## EXTRACT TO READ:
▬▬▬

1st pic- mystery fish
2nd pic- Harlequin rasbora


----------



## RussellTheShihTzu (Mar 19, 2013)

Check out "Glowlight Rasbora"/Trigonostigma hengeli

Harlequin are Trigonostigma heteromorpha

They might even be Trigonostigma espei or Lambchop Rasbora


----------



## ThisDragonisNerdy (Mar 28, 2015)

RussellTheShihTzu said:


> Check out "Glowlight Rasbora"/Trigonostigma hengeli
> 
> Harlequin are Trigonostigma heteromorpha
> 
> They might even be Trigonostigma espei or Lambchop Rasbora


Yup, it seems they're Lambchop Rasboras. Which is kinda annoying, considering I was trying to get Harlequins. That explains why they're not schooling together, though. This means I'll have to get more of both species. Oh well, not like they aren't pretty or anything. Just wasn't planning for them.
Thanks for helping me figure that out! =D

OK, upddated stocking list-
hatchet fish, galaxy rasboras, german blue ram (still unsure on this one), BN pleco, rummy noses, and more of the tiny shoaling fish (and the blackskirts) I have now.

▬▬▬

## TASK OBJECTIVE:
Render this sentence from the rasbora thread in Spanish: "This means I'll have to get more of both species."

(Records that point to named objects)
▬▬▬

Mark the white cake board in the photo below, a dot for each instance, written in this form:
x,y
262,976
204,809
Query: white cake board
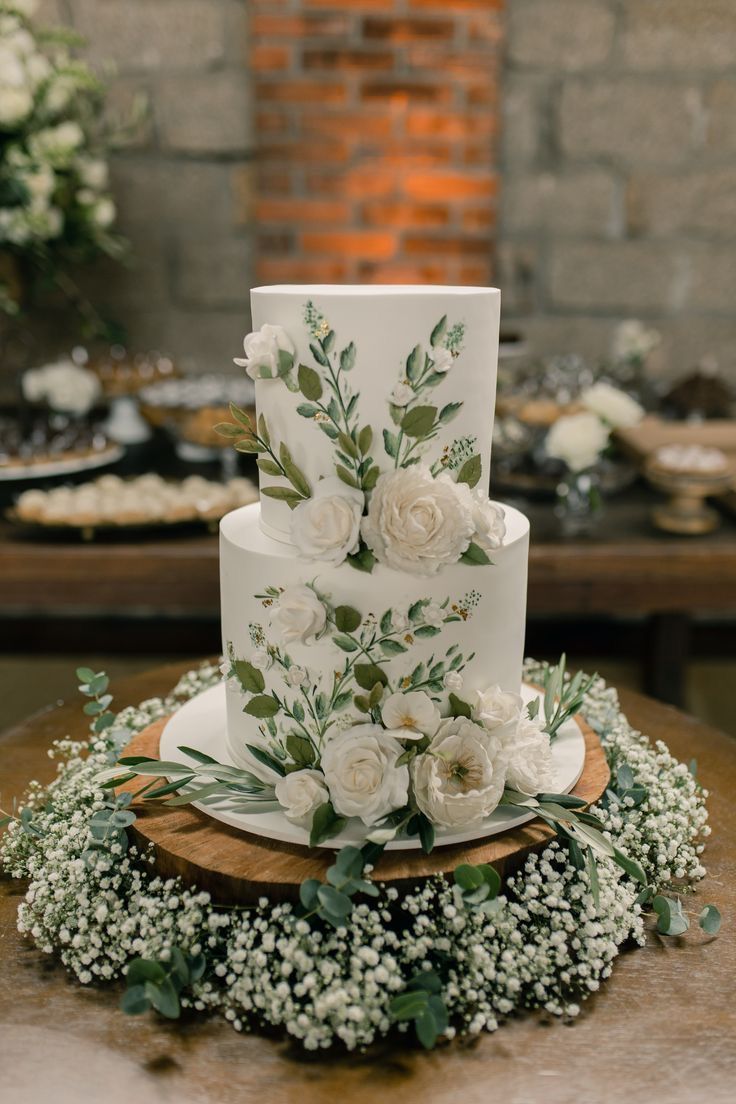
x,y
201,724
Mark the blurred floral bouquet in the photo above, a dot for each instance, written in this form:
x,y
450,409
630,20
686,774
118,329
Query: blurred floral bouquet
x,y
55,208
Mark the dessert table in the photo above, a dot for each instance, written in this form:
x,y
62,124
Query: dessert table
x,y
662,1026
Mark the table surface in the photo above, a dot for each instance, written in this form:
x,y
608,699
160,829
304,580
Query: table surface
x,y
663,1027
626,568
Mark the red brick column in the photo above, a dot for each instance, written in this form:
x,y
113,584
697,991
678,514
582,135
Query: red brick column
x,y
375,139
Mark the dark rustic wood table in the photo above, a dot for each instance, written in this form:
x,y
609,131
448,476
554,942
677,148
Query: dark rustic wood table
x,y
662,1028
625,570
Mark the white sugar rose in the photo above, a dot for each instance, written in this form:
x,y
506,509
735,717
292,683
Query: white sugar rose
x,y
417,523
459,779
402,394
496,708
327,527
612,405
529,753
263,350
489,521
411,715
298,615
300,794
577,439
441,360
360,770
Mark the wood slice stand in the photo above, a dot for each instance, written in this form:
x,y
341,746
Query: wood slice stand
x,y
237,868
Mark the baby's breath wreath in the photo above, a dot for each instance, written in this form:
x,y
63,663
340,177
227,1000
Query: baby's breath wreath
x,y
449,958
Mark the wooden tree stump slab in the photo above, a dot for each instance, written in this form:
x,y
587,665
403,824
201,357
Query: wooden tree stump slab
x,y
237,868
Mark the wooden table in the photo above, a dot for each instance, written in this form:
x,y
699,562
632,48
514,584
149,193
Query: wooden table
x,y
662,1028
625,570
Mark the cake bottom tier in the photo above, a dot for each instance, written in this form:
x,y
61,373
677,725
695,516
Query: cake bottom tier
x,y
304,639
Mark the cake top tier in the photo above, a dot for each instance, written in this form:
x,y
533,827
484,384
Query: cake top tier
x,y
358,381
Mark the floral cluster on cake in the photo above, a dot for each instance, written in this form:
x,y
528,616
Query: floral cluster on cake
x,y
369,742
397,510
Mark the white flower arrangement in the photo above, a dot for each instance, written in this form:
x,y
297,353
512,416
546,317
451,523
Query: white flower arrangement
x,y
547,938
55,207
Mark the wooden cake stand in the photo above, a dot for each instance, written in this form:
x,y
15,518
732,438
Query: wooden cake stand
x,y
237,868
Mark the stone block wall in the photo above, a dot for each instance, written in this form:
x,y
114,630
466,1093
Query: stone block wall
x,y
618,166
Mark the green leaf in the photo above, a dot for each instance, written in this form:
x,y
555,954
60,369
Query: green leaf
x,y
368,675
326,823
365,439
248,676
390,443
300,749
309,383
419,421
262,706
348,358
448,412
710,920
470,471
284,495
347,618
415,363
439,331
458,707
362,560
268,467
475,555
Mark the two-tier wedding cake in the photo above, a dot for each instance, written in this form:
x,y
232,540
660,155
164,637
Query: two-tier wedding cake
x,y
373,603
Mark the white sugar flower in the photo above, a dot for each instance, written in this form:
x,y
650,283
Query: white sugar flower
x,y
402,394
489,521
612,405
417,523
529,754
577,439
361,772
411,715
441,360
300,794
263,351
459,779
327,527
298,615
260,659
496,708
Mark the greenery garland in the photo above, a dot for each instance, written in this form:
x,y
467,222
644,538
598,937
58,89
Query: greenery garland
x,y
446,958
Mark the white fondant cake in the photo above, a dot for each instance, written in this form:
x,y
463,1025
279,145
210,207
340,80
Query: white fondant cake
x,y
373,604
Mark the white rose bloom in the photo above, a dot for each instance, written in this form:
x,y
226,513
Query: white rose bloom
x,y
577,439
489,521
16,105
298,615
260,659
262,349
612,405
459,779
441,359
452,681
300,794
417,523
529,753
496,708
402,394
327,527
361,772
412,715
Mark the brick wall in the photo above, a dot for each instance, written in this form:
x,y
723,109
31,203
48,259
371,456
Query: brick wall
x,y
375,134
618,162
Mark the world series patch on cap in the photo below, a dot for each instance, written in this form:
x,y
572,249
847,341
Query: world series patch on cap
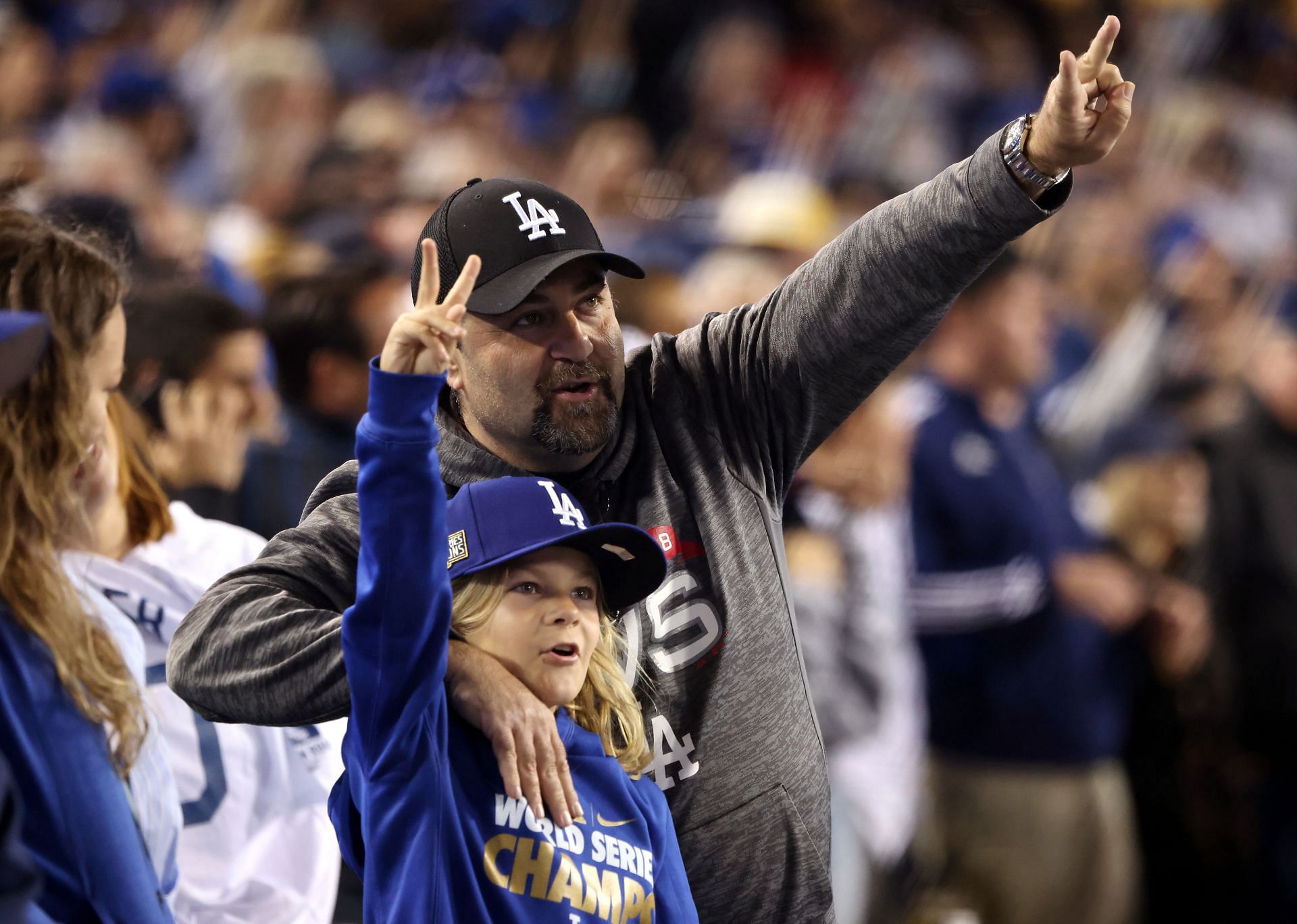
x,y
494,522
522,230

▬▬▬

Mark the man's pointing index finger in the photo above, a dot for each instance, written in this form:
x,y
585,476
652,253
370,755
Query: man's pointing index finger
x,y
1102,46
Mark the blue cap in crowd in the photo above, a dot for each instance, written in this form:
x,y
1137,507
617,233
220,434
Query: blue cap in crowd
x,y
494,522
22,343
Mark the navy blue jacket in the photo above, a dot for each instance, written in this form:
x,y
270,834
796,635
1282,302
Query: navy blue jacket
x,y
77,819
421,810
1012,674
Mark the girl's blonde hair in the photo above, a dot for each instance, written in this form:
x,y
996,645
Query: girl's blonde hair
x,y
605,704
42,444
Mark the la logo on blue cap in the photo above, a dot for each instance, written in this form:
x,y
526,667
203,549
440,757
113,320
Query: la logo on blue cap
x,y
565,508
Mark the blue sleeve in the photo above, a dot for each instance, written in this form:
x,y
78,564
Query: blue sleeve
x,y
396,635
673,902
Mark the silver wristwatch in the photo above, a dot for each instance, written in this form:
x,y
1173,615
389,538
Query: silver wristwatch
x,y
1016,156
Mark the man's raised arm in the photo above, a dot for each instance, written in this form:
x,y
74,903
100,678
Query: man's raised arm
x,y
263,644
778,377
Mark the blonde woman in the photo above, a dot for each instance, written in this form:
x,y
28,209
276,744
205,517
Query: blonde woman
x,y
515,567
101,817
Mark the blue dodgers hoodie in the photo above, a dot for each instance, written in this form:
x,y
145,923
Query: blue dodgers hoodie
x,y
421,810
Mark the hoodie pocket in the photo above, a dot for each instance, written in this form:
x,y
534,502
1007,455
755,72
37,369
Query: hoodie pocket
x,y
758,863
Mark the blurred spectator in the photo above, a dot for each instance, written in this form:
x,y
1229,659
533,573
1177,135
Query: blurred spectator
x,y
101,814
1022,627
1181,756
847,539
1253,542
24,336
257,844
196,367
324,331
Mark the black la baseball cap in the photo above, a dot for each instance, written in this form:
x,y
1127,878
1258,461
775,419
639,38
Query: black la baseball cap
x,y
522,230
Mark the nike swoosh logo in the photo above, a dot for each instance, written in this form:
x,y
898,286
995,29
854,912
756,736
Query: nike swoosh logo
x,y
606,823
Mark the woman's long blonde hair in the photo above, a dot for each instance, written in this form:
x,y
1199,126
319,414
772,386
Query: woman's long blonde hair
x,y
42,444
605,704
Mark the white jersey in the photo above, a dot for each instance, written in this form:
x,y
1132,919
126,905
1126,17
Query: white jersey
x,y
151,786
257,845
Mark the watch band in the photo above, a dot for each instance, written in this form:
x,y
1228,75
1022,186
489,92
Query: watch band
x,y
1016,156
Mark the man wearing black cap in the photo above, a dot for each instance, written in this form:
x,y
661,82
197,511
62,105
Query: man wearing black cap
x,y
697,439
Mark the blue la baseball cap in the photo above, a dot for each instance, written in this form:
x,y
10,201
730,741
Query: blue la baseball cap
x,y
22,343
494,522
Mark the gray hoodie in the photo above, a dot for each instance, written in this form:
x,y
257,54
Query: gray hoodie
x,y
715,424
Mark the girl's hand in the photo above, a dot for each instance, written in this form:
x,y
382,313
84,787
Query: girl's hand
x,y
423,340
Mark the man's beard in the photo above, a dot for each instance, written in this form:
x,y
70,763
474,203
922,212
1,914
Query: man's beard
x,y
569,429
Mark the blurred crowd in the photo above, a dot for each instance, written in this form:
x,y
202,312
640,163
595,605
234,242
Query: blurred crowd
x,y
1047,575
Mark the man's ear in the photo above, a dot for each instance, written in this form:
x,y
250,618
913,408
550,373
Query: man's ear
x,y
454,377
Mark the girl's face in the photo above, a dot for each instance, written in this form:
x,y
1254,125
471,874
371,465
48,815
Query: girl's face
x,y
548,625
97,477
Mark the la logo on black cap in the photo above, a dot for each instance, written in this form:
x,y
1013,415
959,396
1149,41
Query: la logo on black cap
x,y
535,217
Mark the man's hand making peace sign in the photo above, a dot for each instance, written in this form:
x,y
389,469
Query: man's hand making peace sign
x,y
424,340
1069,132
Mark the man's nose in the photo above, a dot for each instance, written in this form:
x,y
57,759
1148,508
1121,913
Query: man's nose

▬▬▬

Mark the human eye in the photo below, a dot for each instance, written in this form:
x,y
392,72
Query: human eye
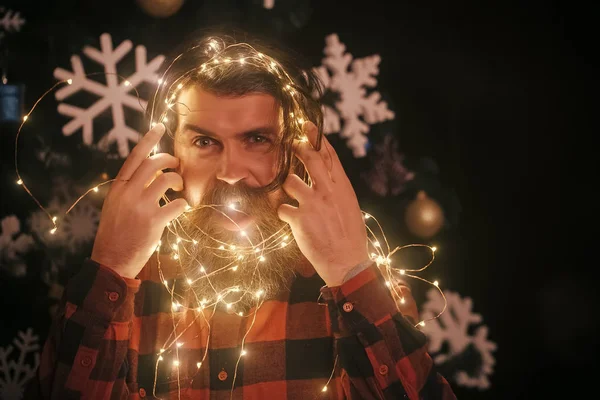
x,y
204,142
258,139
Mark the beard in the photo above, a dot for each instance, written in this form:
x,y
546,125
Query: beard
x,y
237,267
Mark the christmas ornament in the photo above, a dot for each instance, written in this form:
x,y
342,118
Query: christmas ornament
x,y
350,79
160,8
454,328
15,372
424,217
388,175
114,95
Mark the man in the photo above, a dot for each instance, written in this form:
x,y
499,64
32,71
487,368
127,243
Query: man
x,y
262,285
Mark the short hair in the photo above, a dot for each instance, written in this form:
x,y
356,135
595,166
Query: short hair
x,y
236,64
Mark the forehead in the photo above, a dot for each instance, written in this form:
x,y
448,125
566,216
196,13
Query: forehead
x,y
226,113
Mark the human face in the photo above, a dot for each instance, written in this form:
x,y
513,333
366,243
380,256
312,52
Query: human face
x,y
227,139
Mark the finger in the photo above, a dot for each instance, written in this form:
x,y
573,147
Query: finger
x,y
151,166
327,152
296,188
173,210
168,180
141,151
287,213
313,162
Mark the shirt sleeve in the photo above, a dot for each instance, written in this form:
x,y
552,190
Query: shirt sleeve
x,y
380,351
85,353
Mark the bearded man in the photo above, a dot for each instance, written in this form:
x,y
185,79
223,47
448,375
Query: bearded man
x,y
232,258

▬▬▬

## EXERCISE RESULT:
Esto significa que tendré que conseguir más de ambas especies.